WORK REQUEST:
Print every entry word for word, but omit the pictures.

Items listed in a dataset:
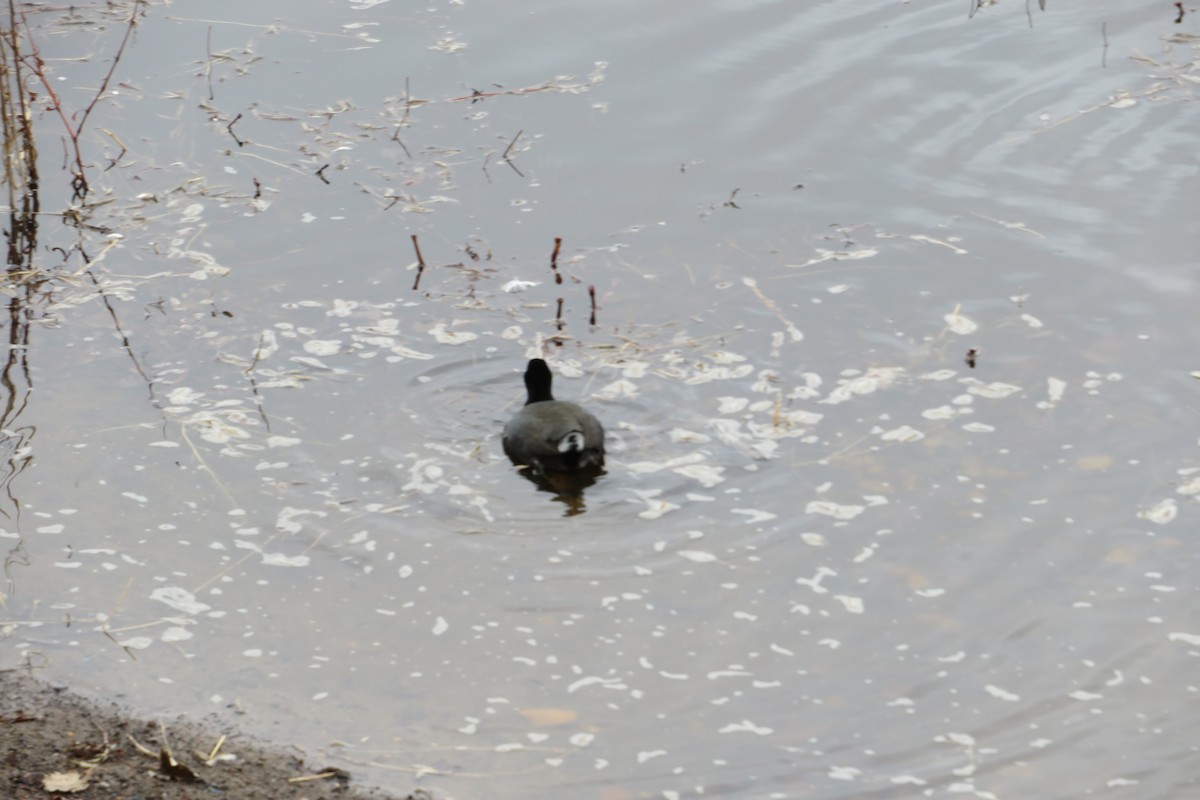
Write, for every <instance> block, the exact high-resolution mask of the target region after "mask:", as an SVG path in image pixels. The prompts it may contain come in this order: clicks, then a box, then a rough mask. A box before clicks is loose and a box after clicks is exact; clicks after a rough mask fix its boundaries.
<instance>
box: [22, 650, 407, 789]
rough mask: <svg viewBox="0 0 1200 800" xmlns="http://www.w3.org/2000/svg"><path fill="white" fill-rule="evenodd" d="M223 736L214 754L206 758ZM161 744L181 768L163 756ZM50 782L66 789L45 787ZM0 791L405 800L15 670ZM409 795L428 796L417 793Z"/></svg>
mask: <svg viewBox="0 0 1200 800" xmlns="http://www.w3.org/2000/svg"><path fill="white" fill-rule="evenodd" d="M222 735H223V736H224V740H223V741H222V742H221V747H220V753H218V758H216V759H214V760H211V762H209V763H208V764H206V763H205V756H208V754H210V753H211V752H212V750H214V747H215V746H216V745H217V742H218V741H220V740H221V738H222ZM134 740H136V742H137V744H134ZM138 745H142V746H143V747H144V748H145V750H143V748H139V747H138ZM164 745H166V746H167V747H168V750H169V753H170V756H172V757H173V758H174V759H175V762H176V763H178V764H179V768H176V766H173V765H172V764H170V763H169V762H166V763H164V762H163V757H162V747H163V746H164ZM318 775H326V777H313V776H318ZM193 778H194V780H193ZM298 778H299V780H298ZM304 778H312V780H304ZM47 780H49V781H50V784H49V786H54V784H55V781H59V782H61V783H60V786H61V787H62V788H60V789H59V792H50V790H48V789H47ZM0 787H2V796H4V798H5V799H6V800H26V799H32V798H37V799H38V800H46V799H47V798H54V796H65V798H80V799H84V800H85V799H90V798H97V799H98V798H104V799H108V798H138V796H142V798H150V796H154V798H166V799H170V800H175V799H181V800H191V799H192V798H194V799H197V800H199V799H202V798H203V799H205V800H211V799H212V798H214V796H228V798H239V800H253V799H262V800H276V799H287V798H296V799H300V798H304V799H306V800H320V799H324V798H329V799H332V798H338V799H341V800H367V799H373V800H401V795H389V794H384V793H382V792H377V790H372V789H359V788H356V787H354V786H353V778H352V776H349V775H347V774H346V772H335V770H325V769H323V768H322V765H320V764H308V763H305V760H304V758H302V757H301V754H300V752H299V751H298V750H295V748H292V747H287V746H278V745H270V744H266V742H262V741H257V740H253V739H251V738H250V736H245V735H241V734H239V733H238V732H236V730H234V729H232V728H230V726H228V724H224V723H220V722H215V721H200V722H197V721H193V720H187V718H184V717H179V718H175V720H172V721H168V722H164V723H162V724H160V722H156V721H149V720H143V718H138V717H137V716H134V715H131V714H130V712H128V710H126V709H122V708H121V706H119V705H116V704H114V703H102V702H96V700H91V699H88V698H84V697H80V696H78V694H73V693H72V692H70V691H67V690H64V688H58V687H54V686H50V685H48V684H44V682H42V681H40V680H36V679H34V678H30V676H28V675H26V674H24V673H19V672H17V670H0ZM406 798H407V800H430V795H427V794H426V793H424V792H420V790H418V792H416V793H415V794H410V795H406Z"/></svg>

WRITTEN ANSWER:
Write, for every <instance> block, the exact high-resolution mask of the target region after "mask:", as an SVG path in image pixels. The prompts it may contain come in this order: clicks, then a box, then a rough mask. A box before clicks is loose and a box after clicks is exact; clicks after a rough mask fix its boundaries.
<instance>
box: [22, 650, 407, 789]
rough mask: <svg viewBox="0 0 1200 800" xmlns="http://www.w3.org/2000/svg"><path fill="white" fill-rule="evenodd" d="M223 736L214 754L206 758ZM161 744L181 768L163 756ZM50 782L66 789L45 787ZM0 791L405 800L15 670ZM409 795L428 796L417 793Z"/></svg>
mask: <svg viewBox="0 0 1200 800" xmlns="http://www.w3.org/2000/svg"><path fill="white" fill-rule="evenodd" d="M222 735H223V736H224V740H223V741H222V742H221V747H220V753H218V758H216V759H214V760H211V762H209V763H208V764H206V763H205V756H208V754H210V753H211V752H212V750H214V747H215V746H216V745H217V742H218V741H220V740H221V738H222ZM134 740H136V742H137V744H134ZM138 745H142V746H143V747H144V748H145V750H143V748H139V747H138ZM164 745H166V746H167V747H168V750H169V753H170V756H172V757H173V758H174V759H175V762H176V763H178V764H179V768H176V766H173V765H172V764H170V763H169V762H166V763H164V762H163V757H162V747H163V746H164ZM318 775H326V777H313V776H318ZM193 778H194V780H193ZM298 778H299V780H298ZM304 778H312V780H304ZM47 780H49V781H50V784H49V786H54V784H55V781H59V782H61V783H60V786H61V787H62V788H60V789H59V792H50V790H48V789H47ZM0 787H2V796H4V798H5V799H6V800H26V799H32V798H37V799H38V800H46V799H47V798H54V796H65V798H80V799H84V800H85V799H90V798H97V799H98V798H104V799H108V798H138V796H142V798H150V796H154V798H166V799H170V800H175V799H181V800H191V799H192V798H194V799H197V800H199V799H202V798H203V799H205V800H211V799H212V798H214V796H228V798H239V800H253V799H262V800H276V799H287V798H296V799H300V798H304V799H306V800H320V799H324V798H329V799H332V798H338V799H341V800H367V799H373V800H401V795H389V794H384V793H382V792H377V790H372V789H359V788H356V787H354V786H353V778H352V776H349V775H347V774H346V772H335V770H325V769H323V768H322V765H320V764H308V763H305V760H304V758H302V757H301V754H300V752H299V751H298V750H295V748H292V747H287V746H278V745H270V744H266V742H262V741H257V740H253V739H251V738H250V736H245V735H241V734H239V733H238V732H236V730H234V729H232V728H230V726H228V724H224V723H220V722H215V721H200V722H197V721H193V720H187V718H184V717H179V718H175V720H172V721H168V722H164V723H162V724H160V722H156V721H149V720H143V718H138V717H137V716H134V715H131V714H130V712H128V710H126V709H122V708H121V706H119V705H116V704H114V703H102V702H96V700H91V699H88V698H84V697H80V696H78V694H73V693H72V692H70V691H67V690H64V688H58V687H54V686H50V685H48V684H44V682H42V681H40V680H36V679H34V678H30V676H28V675H26V674H24V673H19V672H17V670H0ZM406 798H407V800H430V795H427V794H426V793H424V792H420V790H418V792H416V793H415V794H410V795H406Z"/></svg>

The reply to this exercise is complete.